● Set task:
Reproduce the passage of the windowing table-valued functions text from "TUMBLE(data, DESCRIPTOR(timecol), size" to "to tumbling windows." verbatim.

This requires the parser support of Calcite. Fortunately, Calcite v1.25.0 has already supports tumbling and hopping windowing TVF. We need to extend it to support one more window: cumulative window.

Windowing table-valued functions

We would like to propose 4 kinds of window TVF: tumbling, hopping, cumulative, session. The return value of window TVF is a relation that includes all columns of data as well as additional 3 columns named window_start, window_end, window_time to indicate the assigned window. The window_time field is a time attribute of the record after window TVF, it alwsays equal to "window_end - 1"

Tumbling Windows

The table-valued function TUMBLE  assigns a window for each row of a relation based on a time attribute column. The return value of TUMBLE is a relation that includes all columns of data as well as additional 3 columns named window_start, window_end, window_time to indicate the assigned window. The original row time attribute "timecol" will be a regular timestamp column after window TVF. All assigned windows have the same length, and that’s why tumbling sometimes is named as “fixed windowing”.

TUMBLE  that takes three required parameters and one optional parameter:

TUMBLE(data, DESCRIPTOR(timecol), size [, offset ])
  • data  is a table parameter that can be any relation with a time attribute column.
  • timecol is a column descriptor indicating which time attribute column of data should be mapped to tumbling windows.
  • size  is a duration specifying the width of the tumbling windows.
  • offset  (optional) specifies that the tumbling should begin from an instant other than the standard beginning of the epoch.

Items from a point labeling set
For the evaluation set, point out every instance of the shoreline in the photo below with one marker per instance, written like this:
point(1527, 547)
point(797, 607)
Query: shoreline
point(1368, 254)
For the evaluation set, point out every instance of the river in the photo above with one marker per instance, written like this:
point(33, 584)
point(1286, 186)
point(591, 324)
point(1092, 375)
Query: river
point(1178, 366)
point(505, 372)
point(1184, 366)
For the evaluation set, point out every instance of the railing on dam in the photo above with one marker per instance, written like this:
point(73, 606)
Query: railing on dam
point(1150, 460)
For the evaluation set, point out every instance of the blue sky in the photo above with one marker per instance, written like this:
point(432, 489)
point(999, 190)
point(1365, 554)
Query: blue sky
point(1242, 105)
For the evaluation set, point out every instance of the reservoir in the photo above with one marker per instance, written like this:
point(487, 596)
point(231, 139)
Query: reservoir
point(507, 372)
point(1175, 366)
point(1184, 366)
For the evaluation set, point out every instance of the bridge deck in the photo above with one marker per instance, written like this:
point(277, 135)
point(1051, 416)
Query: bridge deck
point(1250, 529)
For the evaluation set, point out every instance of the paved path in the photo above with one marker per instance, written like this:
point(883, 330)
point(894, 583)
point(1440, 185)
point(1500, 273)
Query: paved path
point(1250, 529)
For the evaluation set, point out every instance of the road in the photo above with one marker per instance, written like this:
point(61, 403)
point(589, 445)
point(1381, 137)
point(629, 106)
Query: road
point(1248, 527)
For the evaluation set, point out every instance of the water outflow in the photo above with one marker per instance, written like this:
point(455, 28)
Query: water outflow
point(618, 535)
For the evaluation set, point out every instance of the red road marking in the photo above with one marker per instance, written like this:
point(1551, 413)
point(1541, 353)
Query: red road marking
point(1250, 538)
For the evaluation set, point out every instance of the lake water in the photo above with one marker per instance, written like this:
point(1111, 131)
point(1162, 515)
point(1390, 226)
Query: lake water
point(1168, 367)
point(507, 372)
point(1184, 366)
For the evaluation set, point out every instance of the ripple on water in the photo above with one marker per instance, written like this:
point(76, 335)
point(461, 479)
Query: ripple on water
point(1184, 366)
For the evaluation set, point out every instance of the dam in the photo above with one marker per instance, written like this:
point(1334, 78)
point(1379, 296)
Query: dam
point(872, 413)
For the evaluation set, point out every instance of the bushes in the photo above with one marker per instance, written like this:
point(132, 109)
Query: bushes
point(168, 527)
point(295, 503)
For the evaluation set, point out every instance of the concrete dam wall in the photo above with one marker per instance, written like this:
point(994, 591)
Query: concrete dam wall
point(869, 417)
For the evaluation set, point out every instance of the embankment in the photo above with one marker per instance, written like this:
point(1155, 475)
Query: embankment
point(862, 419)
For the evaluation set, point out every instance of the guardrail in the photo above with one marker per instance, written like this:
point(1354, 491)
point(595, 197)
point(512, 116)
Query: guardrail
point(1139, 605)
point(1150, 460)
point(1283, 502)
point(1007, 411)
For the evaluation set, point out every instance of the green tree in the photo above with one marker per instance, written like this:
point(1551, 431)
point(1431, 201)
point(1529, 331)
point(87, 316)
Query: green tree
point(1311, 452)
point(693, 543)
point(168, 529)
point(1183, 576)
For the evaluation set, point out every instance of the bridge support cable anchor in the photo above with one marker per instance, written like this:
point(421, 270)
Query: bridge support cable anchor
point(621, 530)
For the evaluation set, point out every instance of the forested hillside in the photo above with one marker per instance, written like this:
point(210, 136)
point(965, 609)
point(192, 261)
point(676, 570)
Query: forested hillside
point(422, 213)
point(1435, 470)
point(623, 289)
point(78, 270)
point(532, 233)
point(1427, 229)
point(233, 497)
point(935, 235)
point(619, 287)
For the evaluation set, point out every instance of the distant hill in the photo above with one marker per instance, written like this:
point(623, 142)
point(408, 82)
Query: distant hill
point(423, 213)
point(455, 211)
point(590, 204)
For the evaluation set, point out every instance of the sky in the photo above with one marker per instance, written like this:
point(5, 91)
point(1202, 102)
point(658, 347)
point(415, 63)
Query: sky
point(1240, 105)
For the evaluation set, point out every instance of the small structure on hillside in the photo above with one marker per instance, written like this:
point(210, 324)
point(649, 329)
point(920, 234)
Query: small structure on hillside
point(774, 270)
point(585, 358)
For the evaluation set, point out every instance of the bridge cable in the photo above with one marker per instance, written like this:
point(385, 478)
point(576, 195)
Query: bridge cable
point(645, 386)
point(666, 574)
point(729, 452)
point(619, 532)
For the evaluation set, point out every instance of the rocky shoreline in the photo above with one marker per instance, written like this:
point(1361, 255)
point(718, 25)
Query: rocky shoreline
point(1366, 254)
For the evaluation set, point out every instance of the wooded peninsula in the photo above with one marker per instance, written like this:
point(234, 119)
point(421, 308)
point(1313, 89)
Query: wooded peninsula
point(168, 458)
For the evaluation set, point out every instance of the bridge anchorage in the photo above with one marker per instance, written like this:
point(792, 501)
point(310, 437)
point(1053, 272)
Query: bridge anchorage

● Exercise solution:
TUMBLE(data, DESCRIPTOR(timecol), size [, offset ])
  • data  is a table parameter that can be any relation with a time attribute column.
  • timecol is a column descriptor indicating which time attribute column of data should be mapped to tumbling windows.